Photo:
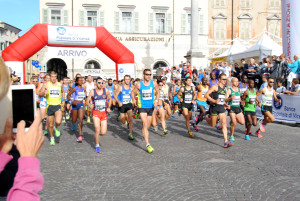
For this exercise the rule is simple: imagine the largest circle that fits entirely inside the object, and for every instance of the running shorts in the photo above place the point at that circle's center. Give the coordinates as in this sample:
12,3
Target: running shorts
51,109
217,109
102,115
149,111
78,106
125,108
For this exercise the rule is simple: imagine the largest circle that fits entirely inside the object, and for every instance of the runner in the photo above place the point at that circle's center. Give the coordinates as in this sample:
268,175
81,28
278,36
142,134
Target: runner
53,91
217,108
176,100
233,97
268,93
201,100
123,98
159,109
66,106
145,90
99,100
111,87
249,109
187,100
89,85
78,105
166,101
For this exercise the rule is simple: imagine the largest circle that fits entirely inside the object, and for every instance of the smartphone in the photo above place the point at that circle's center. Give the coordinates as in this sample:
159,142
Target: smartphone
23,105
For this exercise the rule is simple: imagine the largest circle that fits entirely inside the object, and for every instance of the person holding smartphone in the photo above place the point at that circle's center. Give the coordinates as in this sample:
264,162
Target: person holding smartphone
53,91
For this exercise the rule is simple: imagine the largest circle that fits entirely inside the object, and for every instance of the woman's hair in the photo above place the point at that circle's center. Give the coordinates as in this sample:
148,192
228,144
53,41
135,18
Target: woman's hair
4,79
* * *
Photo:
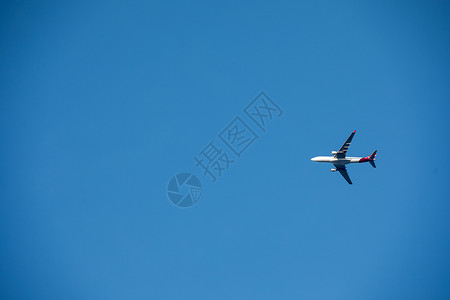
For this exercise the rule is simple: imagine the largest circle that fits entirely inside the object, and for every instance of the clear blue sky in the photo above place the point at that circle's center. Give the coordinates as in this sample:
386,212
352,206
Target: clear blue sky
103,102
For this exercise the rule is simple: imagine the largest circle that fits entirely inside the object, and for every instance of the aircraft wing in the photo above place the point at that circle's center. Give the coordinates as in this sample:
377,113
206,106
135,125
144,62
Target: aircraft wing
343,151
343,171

Required work >> How many lines of the material contain the string "holding"? Reply with the number alone.

Solution to the exercise >> 2